» **Selected extract**
=== Begin Enclosure ===
From McClure’s perspective, “Lake County is not easy place for a Democrat to run.” He praised Azzopardi and Sterling Laudon, who ran against incumbent Linda Rexsten in HD 12, for “their willingness to represent the Democrats and our platform, and the hard work and sacrifice that they put into it. They were very well-qualified candidates.”
“It’s not easy to get folks to throw their names in the fray in today’s political world,” he added.
McClure pointed out that Azzopardi, in particular, began campaigning last May and visited close to 1,200 voters in her district. Around 100 community volunteers served as her drivers, knocked on doors across the county and wrote a steady stream of letters to local newspapers.
In addition, he said the Confederated Salish and Kootenai Tribes and Red Medicine, an organization dedicated to increase political engagement among Native voters, helped “ensure tribal members got out to vote and had access to the polls.”
=== End Enclosure ===
» **Task statement**
Change "community volunteers" to "local volunteers" in the part of the passage on the Lake County races that opens with "McClure pointed out" and closes with "to local newspapers.", and give that part again. Rely on nothing but the passage on the Lake County races.

» **Entries supplied**
=== Begin Enclosure ===
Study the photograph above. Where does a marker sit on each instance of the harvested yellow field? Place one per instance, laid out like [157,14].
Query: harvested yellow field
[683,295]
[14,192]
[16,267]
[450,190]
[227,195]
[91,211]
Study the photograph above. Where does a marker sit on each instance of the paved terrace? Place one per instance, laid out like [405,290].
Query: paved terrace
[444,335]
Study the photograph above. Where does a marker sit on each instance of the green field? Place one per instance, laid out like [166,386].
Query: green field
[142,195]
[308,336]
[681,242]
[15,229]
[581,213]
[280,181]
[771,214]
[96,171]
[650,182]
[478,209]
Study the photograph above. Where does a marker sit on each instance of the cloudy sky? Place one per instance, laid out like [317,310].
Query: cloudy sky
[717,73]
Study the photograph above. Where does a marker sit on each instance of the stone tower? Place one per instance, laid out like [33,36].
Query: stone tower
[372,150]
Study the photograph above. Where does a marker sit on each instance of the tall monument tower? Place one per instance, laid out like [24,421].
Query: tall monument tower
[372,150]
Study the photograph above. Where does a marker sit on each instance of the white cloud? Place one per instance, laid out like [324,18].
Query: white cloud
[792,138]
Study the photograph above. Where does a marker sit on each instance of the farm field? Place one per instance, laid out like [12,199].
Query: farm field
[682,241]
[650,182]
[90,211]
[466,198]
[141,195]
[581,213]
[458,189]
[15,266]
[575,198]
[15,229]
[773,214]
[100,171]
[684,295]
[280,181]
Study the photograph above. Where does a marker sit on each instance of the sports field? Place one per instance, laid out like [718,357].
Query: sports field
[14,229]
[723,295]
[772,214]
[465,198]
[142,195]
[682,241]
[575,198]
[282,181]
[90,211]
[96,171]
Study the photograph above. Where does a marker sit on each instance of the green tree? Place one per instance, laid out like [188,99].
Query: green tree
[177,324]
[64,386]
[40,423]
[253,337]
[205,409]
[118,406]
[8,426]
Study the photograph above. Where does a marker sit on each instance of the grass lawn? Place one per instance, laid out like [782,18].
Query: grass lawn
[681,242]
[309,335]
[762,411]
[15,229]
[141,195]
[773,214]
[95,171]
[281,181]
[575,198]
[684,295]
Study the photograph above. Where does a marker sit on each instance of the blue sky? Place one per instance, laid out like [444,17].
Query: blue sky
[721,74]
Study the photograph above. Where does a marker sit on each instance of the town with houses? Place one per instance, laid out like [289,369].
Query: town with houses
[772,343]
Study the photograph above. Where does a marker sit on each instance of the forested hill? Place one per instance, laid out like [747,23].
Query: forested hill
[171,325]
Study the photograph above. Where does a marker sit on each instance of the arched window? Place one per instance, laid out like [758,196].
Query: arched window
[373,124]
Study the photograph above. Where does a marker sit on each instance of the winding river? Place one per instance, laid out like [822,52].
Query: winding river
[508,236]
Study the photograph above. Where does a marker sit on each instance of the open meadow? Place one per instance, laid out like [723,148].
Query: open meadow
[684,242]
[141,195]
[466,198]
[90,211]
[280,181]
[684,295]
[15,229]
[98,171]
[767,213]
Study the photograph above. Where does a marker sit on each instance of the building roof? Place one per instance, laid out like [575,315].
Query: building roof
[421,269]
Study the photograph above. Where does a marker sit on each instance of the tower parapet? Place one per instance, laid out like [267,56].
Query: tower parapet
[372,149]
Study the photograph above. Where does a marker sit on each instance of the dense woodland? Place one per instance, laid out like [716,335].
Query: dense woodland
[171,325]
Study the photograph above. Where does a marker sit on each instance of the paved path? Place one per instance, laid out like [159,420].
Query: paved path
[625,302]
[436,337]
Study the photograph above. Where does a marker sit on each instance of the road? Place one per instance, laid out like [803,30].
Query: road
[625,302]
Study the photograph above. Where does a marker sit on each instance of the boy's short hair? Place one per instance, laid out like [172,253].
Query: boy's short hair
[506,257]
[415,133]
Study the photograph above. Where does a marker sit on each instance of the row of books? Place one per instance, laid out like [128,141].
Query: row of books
=== End Enclosure ===
» **Written solution**
McClure pointed out that Azzopardi, in particular, began campaigning last May and visited close to 1,200 voters in her district. Around 100 local volunteers served as her drivers, knocked on doors across the county and wrote a steady stream of letters to local newspapers.